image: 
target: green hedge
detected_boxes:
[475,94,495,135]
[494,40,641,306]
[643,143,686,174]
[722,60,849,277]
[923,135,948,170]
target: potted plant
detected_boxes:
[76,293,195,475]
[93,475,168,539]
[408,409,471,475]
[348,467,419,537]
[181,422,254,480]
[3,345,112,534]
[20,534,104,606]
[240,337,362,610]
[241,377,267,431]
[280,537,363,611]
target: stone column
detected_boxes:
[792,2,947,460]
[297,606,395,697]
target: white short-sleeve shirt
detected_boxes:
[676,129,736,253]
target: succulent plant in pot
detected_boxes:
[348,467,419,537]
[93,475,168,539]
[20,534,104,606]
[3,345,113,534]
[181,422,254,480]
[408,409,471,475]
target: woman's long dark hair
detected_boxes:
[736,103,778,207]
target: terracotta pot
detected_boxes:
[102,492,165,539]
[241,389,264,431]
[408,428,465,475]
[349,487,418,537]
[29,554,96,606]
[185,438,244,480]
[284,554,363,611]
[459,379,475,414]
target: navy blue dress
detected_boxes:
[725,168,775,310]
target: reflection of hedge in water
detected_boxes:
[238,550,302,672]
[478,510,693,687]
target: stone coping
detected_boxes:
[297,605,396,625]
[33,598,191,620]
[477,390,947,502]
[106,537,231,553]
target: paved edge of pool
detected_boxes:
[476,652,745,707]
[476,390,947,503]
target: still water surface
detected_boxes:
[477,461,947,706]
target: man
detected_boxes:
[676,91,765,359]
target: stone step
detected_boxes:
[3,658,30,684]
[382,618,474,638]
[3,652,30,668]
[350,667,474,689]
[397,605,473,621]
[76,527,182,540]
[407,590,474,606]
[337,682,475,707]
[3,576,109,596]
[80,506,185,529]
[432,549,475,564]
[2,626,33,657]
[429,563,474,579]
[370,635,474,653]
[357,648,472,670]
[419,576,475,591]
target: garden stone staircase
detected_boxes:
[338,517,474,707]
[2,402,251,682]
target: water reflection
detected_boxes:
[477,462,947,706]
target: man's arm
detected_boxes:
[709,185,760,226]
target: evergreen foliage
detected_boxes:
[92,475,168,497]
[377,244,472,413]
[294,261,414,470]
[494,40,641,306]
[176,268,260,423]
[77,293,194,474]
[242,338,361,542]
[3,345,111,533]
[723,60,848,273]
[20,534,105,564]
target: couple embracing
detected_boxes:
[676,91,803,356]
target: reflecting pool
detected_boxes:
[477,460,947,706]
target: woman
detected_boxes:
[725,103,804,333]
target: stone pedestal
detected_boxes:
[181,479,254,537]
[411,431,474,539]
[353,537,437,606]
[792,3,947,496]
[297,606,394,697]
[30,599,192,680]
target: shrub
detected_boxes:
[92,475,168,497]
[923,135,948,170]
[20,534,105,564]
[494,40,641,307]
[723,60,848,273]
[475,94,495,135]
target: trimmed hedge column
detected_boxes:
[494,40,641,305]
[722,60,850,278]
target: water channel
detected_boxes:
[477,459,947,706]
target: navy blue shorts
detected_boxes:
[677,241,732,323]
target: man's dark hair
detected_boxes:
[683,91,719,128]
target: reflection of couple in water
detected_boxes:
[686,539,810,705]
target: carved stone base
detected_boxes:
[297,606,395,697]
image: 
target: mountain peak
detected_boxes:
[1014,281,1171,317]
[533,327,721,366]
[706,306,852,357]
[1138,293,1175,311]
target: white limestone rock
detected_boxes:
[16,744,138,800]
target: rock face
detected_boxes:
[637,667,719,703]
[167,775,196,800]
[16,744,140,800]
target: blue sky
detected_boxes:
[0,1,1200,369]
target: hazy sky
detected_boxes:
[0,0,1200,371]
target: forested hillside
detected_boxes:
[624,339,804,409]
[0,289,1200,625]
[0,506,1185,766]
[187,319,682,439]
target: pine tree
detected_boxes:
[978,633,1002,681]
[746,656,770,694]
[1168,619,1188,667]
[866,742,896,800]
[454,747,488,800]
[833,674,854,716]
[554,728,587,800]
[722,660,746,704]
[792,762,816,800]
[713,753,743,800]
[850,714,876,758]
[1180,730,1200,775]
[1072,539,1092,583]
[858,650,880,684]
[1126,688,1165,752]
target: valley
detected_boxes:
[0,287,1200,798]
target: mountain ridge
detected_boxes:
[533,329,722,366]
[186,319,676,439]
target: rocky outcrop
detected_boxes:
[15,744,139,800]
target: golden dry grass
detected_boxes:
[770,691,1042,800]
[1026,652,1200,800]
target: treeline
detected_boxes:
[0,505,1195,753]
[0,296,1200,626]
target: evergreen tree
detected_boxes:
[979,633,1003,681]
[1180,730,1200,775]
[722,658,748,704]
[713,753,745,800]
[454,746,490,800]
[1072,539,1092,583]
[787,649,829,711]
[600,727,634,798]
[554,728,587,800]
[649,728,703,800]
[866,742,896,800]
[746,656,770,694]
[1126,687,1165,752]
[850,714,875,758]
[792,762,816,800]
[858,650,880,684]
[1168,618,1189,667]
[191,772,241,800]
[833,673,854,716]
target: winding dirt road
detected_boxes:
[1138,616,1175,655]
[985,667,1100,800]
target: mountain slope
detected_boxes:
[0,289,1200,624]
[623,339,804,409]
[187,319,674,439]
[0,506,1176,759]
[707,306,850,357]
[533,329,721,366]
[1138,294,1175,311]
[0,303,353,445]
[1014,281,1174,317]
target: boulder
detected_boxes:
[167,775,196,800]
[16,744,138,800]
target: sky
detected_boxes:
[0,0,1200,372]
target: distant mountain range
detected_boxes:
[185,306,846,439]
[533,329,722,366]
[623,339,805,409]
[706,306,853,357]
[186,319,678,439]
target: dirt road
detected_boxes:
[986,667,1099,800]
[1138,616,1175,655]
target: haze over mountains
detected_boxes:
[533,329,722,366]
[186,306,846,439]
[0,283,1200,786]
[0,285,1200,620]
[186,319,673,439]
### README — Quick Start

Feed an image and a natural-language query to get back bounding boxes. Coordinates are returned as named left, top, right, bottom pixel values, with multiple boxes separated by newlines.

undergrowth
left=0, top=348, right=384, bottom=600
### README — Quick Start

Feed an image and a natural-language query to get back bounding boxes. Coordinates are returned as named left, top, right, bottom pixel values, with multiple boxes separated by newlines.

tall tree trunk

=-=-=

# [WHAT YOU SHOULD DO]
Can you copy all of the material above line for line, changing nothing?

# [EXERCISE RESPONSE]
image: 
target: green hedge
detected_boxes:
[475,94,495,135]
[494,40,641,306]
[643,143,686,174]
[722,60,849,277]
[923,135,948,170]
target: potted plant
detected_boxes:
[76,293,195,475]
[93,475,168,539]
[408,409,471,475]
[348,467,419,537]
[181,422,254,480]
[3,345,112,534]
[20,534,104,606]
[240,337,362,610]
[241,377,267,431]
[280,537,363,611]
target: stone column
detected_boxes:
[792,2,947,460]
[297,606,395,697]
target: white short-sleeve shirt
detected_boxes:
[676,129,736,253]
target: succulent plant in pot
detected_boxes:
[348,467,419,537]
[93,475,168,539]
[20,534,104,606]
[3,345,113,534]
[181,422,254,480]
[408,409,471,475]
target: woman's long dark hair
detected_boxes:
[736,103,778,207]
target: terracotta pot
detected_boxes:
[102,492,165,539]
[241,389,264,431]
[408,428,465,475]
[349,487,418,537]
[29,554,96,606]
[185,438,244,480]
[284,554,363,611]
[459,379,475,414]
target: navy blue dress
detected_boxes:
[725,168,775,310]
target: reflection of hedge in water
detected_boxes:
[238,550,302,672]
[478,510,693,687]
target: stone coping
detected_boxes:
[297,605,396,625]
[33,598,191,620]
[477,390,947,502]
[106,537,231,553]
target: paved edge of pool
detected_boxes:
[476,652,745,707]
[476,390,947,503]
target: still water surface
detected_boxes:
[477,461,947,706]
target: man
detected_boxes:
[676,91,765,359]
target: stone step
detected_boxes:
[3,658,30,684]
[382,618,474,638]
[3,652,30,668]
[350,667,474,689]
[397,605,473,621]
[76,527,182,540]
[407,590,474,606]
[337,682,475,707]
[3,576,109,596]
[80,506,185,529]
[432,549,475,564]
[2,626,33,657]
[429,563,474,579]
[370,635,474,653]
[357,648,472,670]
[419,576,475,591]
target: garden stone staircase
detected_boxes:
[338,517,474,707]
[2,402,251,682]
target: water reflection
detected_boxes:
[477,462,947,706]
target: man's arm
detected_boxes:
[709,185,760,226]
target: evergreen foliage
detected_boxes:
[92,475,168,497]
[377,244,472,413]
[294,261,414,470]
[494,40,641,306]
[176,268,260,423]
[77,293,194,474]
[242,338,361,542]
[3,345,111,533]
[723,60,848,273]
[20,534,105,564]
target: couple embracing
detected_boxes:
[676,91,803,356]
target: reflecting pool
detected_boxes:
[477,460,947,706]
target: woman
detected_boxes:
[725,103,804,333]
target: stone pedestal
detected_boxes:
[181,479,254,537]
[411,431,474,539]
[353,537,437,606]
[792,3,947,496]
[297,606,394,697]
[30,599,192,680]
target: shrub
detected_boxes:
[92,475,168,497]
[923,135,948,170]
[20,534,105,564]
[494,40,641,307]
[723,60,848,273]
[475,94,495,135]
target: trimmed hedge column
detected_boxes:
[494,40,641,305]
[722,60,850,278]
target: water channel
detected_boxes:
[477,459,947,706]
target: navy blue shorts
detected_boxes:
[677,241,732,323]
target: man's dark hair
detected_boxes:
[683,91,719,128]
target: reflection of couple in water
detected_boxes:
[686,539,810,705]
target: carved stone base
detected_boxes:
[297,606,395,697]
image: 
target: mountain peak
detected_boxes:
[1014,281,1171,317]
[533,327,721,366]
[706,306,852,357]
[1138,293,1175,311]
target: white limestone rock
detected_boxes:
[16,744,138,800]
target: rock face
detected_boxes:
[637,667,719,703]
[167,775,196,800]
[16,744,140,800]
target: blue sky
detected_boxes:
[0,1,1200,369]
target: hazy sky
detected_boxes:
[0,0,1200,371]
target: forested hillside
detected_boxes:
[624,339,804,409]
[0,289,1200,625]
[0,506,1185,766]
[187,319,682,439]
target: pine tree
detected_boxes:
[978,633,1002,681]
[746,656,770,694]
[1168,619,1188,667]
[866,742,896,800]
[454,747,488,800]
[833,674,854,716]
[554,728,587,800]
[722,660,746,704]
[792,762,816,800]
[713,753,743,800]
[850,714,876,758]
[1180,730,1200,775]
[1072,539,1092,583]
[858,650,880,684]
[1126,688,1165,752]
target: valley
detected_boxes:
[0,287,1200,798]
target: mountain ridge
detected_boxes:
[533,329,722,366]
[186,319,676,439]
target: rocky outcrop
detected_boxes:
[15,744,139,800]
target: golden dry grass
detected_boxes:
[770,691,1042,800]
[1026,652,1200,800]
target: treeline
detected_boxes:
[0,505,1195,753]
[0,296,1200,626]
target: evergreen tree
detected_boxes:
[979,633,1003,681]
[1180,730,1200,775]
[722,658,748,704]
[713,753,745,800]
[454,746,490,800]
[1072,539,1092,583]
[787,649,829,711]
[600,727,634,798]
[554,728,587,800]
[649,728,703,800]
[866,742,896,800]
[746,656,770,694]
[1126,687,1165,752]
[850,714,875,758]
[792,762,816,800]
[858,650,880,684]
[1168,618,1189,667]
[191,772,241,800]
[833,673,854,716]
target: winding dirt road
detected_boxes:
[1138,616,1175,655]
[985,667,1100,800]
target: mountain slope
detected_boxes:
[0,289,1200,624]
[623,339,804,409]
[187,319,674,439]
[0,506,1176,759]
[707,306,850,357]
[533,329,721,366]
[1138,294,1175,311]
[0,303,353,445]
[1014,281,1174,317]
target: boulder
detected_boxes:
[167,775,196,800]
[16,744,138,800]
target: sky
detected_boxes:
[0,0,1200,372]
target: distant mountain range
detected_boxes:
[185,306,846,439]
[533,329,722,366]
[623,339,805,409]
[706,306,853,357]
[186,319,678,439]
target: dirt road
detected_boxes:
[986,667,1099,800]
[1138,616,1175,655]
target: haze over mountains
detected_boxes:
[533,329,722,366]
[186,306,846,439]
[0,283,1200,786]
[0,285,1200,620]
[186,319,673,439]
### README — Quick Start

Feed an image and a natural-language query to get back bounding boxes. Coordinates are returned as named left, top, right, bottom pixel values, with multiple boxes separated by newlines.

undergrowth
left=0, top=348, right=384, bottom=600
### README — Quick Start

Feed an image and a natural-language query to get back bounding boxes. Coordinates are returned as named left, top, right, bottom pixel values, with multiple boxes separated by newlines.

tall tree trunk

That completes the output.